## Begin DATA

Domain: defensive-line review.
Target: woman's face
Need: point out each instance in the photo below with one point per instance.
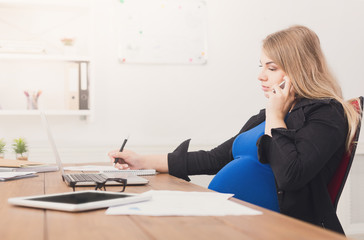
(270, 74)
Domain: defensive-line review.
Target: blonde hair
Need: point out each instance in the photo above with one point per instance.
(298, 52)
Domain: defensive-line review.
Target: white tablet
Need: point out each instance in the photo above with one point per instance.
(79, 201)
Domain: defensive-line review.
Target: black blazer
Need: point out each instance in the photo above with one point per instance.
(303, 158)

## End DATA
## Begin DATA

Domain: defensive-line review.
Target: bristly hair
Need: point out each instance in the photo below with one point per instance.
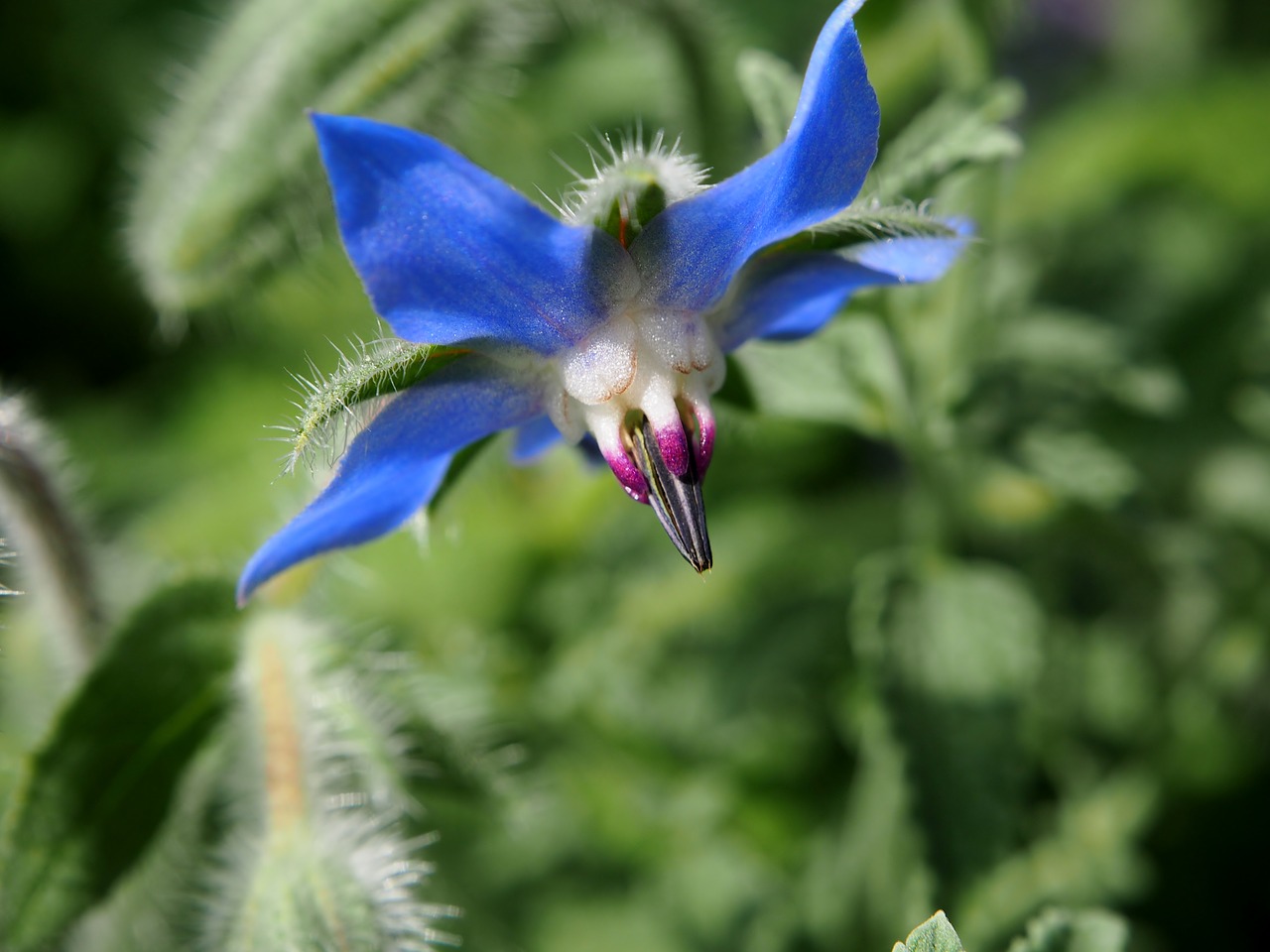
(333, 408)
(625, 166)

## End DATA
## Begin DATA

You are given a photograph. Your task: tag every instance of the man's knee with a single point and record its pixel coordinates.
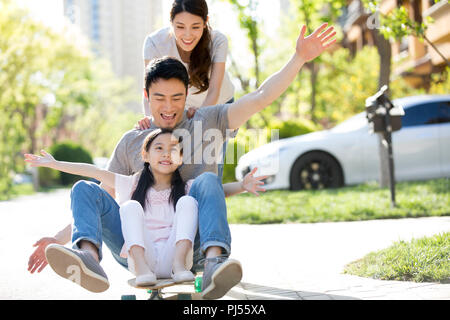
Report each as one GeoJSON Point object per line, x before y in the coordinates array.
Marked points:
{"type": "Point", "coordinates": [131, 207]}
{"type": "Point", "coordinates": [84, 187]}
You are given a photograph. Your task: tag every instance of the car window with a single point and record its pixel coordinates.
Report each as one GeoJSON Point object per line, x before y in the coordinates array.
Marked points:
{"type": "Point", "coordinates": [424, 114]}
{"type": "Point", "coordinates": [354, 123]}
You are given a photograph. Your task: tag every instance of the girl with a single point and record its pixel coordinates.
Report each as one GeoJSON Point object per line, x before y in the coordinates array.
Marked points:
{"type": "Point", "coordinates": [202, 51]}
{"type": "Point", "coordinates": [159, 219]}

## End DATA

Please pick out and copy every line of the items above that contains the word "task", matching case exactly.

You are given a photograph. Your task: tag every instance of the man's knee with a single point and record its pixel coordinates.
You are given a photograph. Your task: tag every instance of the car window with a single point and record its pixel coordinates.
You are given a photograph. Your task: tag every instance of the girl with a single point and record its pixel coordinates.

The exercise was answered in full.